___ DATA

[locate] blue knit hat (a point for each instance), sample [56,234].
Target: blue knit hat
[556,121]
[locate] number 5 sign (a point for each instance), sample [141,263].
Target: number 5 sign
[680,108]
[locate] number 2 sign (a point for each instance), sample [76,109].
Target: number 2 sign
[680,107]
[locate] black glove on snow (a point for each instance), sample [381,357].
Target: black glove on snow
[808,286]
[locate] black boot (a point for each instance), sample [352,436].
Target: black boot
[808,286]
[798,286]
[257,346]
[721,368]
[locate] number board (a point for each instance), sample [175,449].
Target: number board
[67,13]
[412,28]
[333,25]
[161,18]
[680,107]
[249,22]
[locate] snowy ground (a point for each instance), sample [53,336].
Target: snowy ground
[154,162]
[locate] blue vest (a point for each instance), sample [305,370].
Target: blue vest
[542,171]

______

THE REQUEST - Format the records as a two-column CSV with the columns text and answer, starting at the line that contains "[locate] number 5" and continuing through the end of the records. Give one row per record, with each value in a single quoted field and line breaks replaced by spaces.

REPLY -
text,answer
"[locate] number 5 sign (a point for each instance), sample [141,263]. Target: number 5 sign","[680,108]"
"[locate] number 2 sign (a point for each instance), sample [76,109]. Target: number 2 sign","[680,107]"
"[locate] black glove on snow (a point for each instance), sample [381,357]. Target: black glove on snow","[808,286]"
"[locate] black boot (a point for each instance), sample [352,436]. Target: black boot","[808,286] [798,286] [257,346] [721,368]"
"[locate] number board (a point for each instance), sample [175,449]. Target: number board","[67,13] [412,28] [333,25] [161,18] [680,107] [249,22]"
"[locate] snowy ground (a point for each instance), sample [53,336]. Target: snowy ground","[154,162]"
"[locate] blue vest (a point for each instance), sample [305,370]. Target: blue vest","[542,171]"